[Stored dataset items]
═══

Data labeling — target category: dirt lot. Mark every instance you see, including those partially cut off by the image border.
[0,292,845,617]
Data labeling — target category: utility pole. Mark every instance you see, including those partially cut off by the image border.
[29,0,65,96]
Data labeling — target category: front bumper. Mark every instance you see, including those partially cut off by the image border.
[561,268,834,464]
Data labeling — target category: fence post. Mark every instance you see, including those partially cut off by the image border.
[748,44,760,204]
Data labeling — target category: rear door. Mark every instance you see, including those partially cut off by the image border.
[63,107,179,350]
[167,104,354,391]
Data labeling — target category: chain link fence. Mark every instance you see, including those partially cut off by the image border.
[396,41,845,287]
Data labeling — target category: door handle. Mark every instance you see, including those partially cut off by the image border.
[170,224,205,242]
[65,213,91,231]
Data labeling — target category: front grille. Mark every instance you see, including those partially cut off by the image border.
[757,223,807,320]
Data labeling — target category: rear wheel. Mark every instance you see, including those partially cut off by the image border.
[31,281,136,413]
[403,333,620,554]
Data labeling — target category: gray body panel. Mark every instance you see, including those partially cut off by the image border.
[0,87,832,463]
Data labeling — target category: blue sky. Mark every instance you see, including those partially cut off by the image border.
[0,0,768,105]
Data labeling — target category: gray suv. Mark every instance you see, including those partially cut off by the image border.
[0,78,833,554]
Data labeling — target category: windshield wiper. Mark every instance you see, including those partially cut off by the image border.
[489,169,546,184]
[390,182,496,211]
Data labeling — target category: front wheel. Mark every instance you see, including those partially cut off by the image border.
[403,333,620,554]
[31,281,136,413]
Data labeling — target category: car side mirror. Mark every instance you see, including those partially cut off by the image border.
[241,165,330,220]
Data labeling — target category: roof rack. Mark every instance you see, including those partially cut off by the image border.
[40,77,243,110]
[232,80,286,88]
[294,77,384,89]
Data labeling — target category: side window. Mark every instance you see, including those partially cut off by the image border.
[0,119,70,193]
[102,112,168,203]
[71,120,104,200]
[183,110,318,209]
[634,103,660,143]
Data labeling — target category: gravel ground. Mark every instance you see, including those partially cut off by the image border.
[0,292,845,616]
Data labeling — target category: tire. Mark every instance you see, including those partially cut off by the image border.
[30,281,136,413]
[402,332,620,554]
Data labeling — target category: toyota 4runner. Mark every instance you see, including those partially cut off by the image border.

═══

*Aim*: Copy all of the records above, replacing every "Data labeling" with "Box annotation" and leaving everything else unchanged.

*Output for this exercise*:
Box annotation — target category: dirt lot. Mark every instance you see, including those partially cut off by the image border.
[0,292,845,617]
Box annotation — target category: utility pole. Mark every instance you see, including those partially cut off by the image border.
[29,0,65,96]
Box annotation — target category: front bumper. Mark every instance you see, including those partially cut off by the image border.
[561,268,834,464]
Box annotation — target category: fence post. Mark every instance you see, including those partially cut off by the image border.
[748,44,760,204]
Box annotation — target category: rear door. Mark every instance you see, including those partially cut off by the image border.
[63,107,179,350]
[167,104,354,391]
Box annotation — target category: chain link fence. Mark every instance you see, including those partially cut off by the image border.
[396,41,845,287]
Box annotation — target category: door handle. Mark every instance you see, including those partially cut off by the image border.
[170,224,205,242]
[65,213,91,231]
Box annotation — target category: front grille. Mark every instance you see, including those partially cut off by the image border.
[757,223,807,320]
Box annotation — target category: rear wheel. Mark every instance you see, including those partially cut off by the image border.
[31,281,136,413]
[403,333,620,554]
Box annotation — target category: gray body panel. Mark every instance you see, including those partially cut off by the image border.
[0,87,832,463]
Box annotation — target category: blue sky. Mark every instance you see, including those partially cut off by the image border.
[0,0,768,105]
Box annotation — target category: gray suv. Mark every instance you see, including those partially cut off by the image border.
[0,78,833,554]
Box annotation — target category: windshield wiper. Mark every instance you see, including those partially cut off by the image border.
[489,169,546,184]
[390,182,496,211]
Box annotation — target category: front wheel. Mark every instance you see, including those partially cut off by the image border.
[403,333,620,554]
[31,281,136,413]
Box annotation — target category: car side mirror. Mark every instance you see, including those partially cut off by the image border.
[241,165,330,220]
Box annotation — target category: roof rack. Mark every instance you see, including those partially cut off by the image border.
[40,77,243,110]
[232,80,286,88]
[294,77,384,89]
Box annotation — target category: side window. Mark every instance you see, including those partially cut off by the image border.
[0,119,70,193]
[102,112,168,203]
[71,120,104,200]
[183,110,318,209]
[634,103,660,143]
Box annotation — target category: gravel ground. Mark every instance you see, including those partially cut off by the image border.
[0,292,845,616]
Box annotation — target category: tire. Mark every instance you see, including those partially cut off by the image border.
[30,281,136,413]
[402,332,620,554]
Box annotation — target category: toyota 4runner. Mark every instance you see, including those partially cut off by the image border.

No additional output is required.